## Task to carry out
Please give again, exactly and in full, each line from the one holding "instance: [(389, 243)]" to the end of the listing.

## Input material
--- --- ---

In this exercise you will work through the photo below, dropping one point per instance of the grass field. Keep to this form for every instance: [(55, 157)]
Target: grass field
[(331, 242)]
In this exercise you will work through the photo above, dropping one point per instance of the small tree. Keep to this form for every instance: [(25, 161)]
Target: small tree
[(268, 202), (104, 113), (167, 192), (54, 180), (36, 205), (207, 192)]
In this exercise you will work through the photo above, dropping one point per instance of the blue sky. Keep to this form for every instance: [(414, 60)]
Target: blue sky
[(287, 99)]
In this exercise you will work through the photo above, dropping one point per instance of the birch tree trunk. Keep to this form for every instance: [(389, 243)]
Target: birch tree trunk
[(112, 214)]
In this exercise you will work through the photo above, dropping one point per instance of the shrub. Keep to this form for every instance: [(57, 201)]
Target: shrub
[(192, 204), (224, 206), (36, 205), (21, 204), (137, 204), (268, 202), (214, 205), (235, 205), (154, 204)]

--- --- ---

## Task result
In this exercise you will work through the photo above, dropping one point per instance of the birch tree trunk. Keep to this form for every instance: [(389, 243)]
Target: birch tree trunk
[(112, 214)]
In this exercise you will work through the photo above, dropping one point per instance of the shrub. Keep to this form for every instance: [(57, 201)]
Target: shrub
[(192, 204), (224, 206), (36, 205), (21, 204), (137, 204), (268, 202), (214, 205), (235, 205), (154, 204)]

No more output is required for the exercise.